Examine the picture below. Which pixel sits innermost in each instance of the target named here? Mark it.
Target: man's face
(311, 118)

* * *

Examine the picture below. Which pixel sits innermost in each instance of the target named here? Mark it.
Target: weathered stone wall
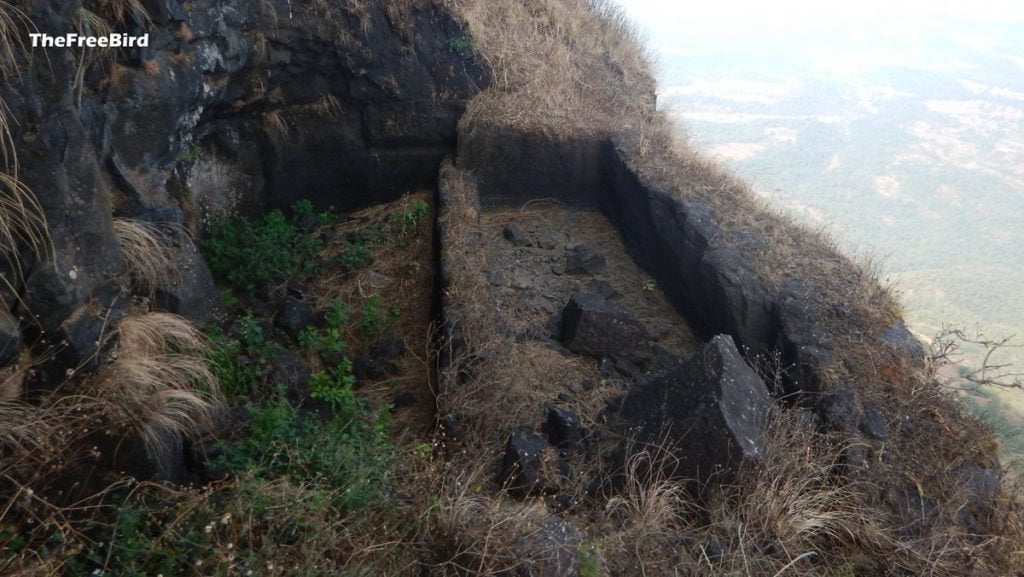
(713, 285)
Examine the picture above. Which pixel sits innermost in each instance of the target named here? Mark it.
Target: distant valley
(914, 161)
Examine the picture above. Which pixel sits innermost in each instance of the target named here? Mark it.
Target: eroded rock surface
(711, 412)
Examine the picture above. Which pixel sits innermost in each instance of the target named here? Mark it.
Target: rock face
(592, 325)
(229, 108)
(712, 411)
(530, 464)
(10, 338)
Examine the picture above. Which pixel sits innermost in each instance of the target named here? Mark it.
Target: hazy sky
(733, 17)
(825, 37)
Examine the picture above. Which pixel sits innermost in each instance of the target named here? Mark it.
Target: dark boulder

==

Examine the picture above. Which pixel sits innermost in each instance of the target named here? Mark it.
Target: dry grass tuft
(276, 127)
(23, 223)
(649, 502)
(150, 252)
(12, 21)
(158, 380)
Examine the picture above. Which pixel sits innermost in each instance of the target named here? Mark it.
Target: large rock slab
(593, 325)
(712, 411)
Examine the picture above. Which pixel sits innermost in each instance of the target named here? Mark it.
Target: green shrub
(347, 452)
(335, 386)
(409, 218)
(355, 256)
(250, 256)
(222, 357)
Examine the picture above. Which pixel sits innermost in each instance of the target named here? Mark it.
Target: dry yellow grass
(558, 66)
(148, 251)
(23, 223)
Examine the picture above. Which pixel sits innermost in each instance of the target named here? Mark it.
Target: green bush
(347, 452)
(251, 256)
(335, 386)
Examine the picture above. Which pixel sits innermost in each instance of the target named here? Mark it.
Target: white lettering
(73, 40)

Exercise prompt: Pull out every line of the listing that contains the word "green", matching case exactly.

Final answer:
Target: green shrub
Target: green bush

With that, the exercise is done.